> [WHAT YOU ARE ASKED TO DO]
The response should consist of the data reproduced word for word.
START DATA SUPPLIED
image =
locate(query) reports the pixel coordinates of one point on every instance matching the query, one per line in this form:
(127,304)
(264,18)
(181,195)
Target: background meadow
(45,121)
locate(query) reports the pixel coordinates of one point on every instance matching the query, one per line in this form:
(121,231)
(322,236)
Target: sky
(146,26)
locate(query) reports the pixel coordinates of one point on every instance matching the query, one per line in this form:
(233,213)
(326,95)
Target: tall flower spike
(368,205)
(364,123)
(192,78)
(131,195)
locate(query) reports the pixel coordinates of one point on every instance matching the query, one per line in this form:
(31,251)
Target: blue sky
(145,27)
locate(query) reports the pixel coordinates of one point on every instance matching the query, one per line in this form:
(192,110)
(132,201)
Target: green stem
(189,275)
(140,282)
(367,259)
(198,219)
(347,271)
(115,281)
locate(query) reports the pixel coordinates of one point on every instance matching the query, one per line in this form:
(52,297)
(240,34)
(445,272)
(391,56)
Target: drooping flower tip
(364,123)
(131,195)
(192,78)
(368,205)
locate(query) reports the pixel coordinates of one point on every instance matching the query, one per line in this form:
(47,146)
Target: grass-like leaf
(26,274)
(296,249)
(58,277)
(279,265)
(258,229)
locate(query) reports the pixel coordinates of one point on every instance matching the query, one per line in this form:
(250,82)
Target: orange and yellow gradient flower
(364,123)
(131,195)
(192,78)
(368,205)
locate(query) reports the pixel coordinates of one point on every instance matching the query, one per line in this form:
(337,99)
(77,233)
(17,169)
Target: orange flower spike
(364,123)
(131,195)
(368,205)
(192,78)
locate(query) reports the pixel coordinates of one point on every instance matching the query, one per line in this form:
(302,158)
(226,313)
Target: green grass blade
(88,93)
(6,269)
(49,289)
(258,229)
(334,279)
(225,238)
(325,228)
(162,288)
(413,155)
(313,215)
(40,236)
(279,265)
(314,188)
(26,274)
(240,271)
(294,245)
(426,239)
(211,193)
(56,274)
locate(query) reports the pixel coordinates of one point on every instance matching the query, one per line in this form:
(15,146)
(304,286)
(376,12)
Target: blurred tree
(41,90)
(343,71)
END DATA SUPPLIED
> [REPLY TO THE EXERCISE]
image =
locate(query) reports the pixel coordinates of one point on every instance matching the query, one per line in this form:
(127,304)
(264,18)
(181,195)
Target: background meadow
(45,121)
locate(query) reports the pixel coordinates of one point on every instance matching the query, one per line in this form:
(121,231)
(322,236)
Target: sky
(146,26)
locate(query) reports the pixel coordinates of one point on every instance matching the query, one per line in this form:
(233,213)
(326,95)
Target: tall flower spike
(368,205)
(364,123)
(192,78)
(131,195)
locate(query) reports the pixel coordinates of one point on every instance matching the query, one per line in this form:
(31,251)
Target: blue sky
(145,27)
locate(query) reports the pixel coordinates of one point on every instance matching the query, one per line in this form:
(192,110)
(132,201)
Target: green stem
(189,275)
(140,282)
(367,259)
(198,219)
(347,271)
(115,281)
locate(query) reports the pixel coordinates of one point on every instance matching the query, one per line in this form:
(52,297)
(240,34)
(445,272)
(391,56)
Target: drooping flower tip
(364,123)
(131,195)
(192,78)
(368,205)
locate(query) reports the pixel coordinates of one point on every instance matching the query, one per line in this form:
(47,146)
Target: grass-like leaf
(26,274)
(296,249)
(58,277)
(279,265)
(258,229)
locate(query) reports the pixel coordinates of one point on every instance matching the query, one per line in this form:
(250,82)
Target: orange and yellow gradient flower
(364,123)
(131,195)
(192,78)
(368,205)
locate(query) reports the pixel coordinates of one point on every instance matching the query, one per line in this form:
(337,99)
(77,233)
(17,169)
Target: orange flower spike
(364,123)
(131,195)
(368,205)
(192,78)
locate(query) reports the pixel coordinates of one point on every instance matching the query, one per line in this form:
(302,158)
(226,313)
Target: green grass blade
(88,93)
(6,269)
(49,289)
(258,229)
(334,279)
(225,238)
(325,228)
(162,288)
(413,155)
(313,215)
(40,236)
(279,265)
(314,188)
(26,274)
(240,271)
(294,245)
(426,239)
(211,193)
(56,274)
locate(query) reports the pixel coordinates of one point on every instance matching the query, one per line in this form:
(15,146)
(304,286)
(376,12)
Target: blurred tree
(41,90)
(343,71)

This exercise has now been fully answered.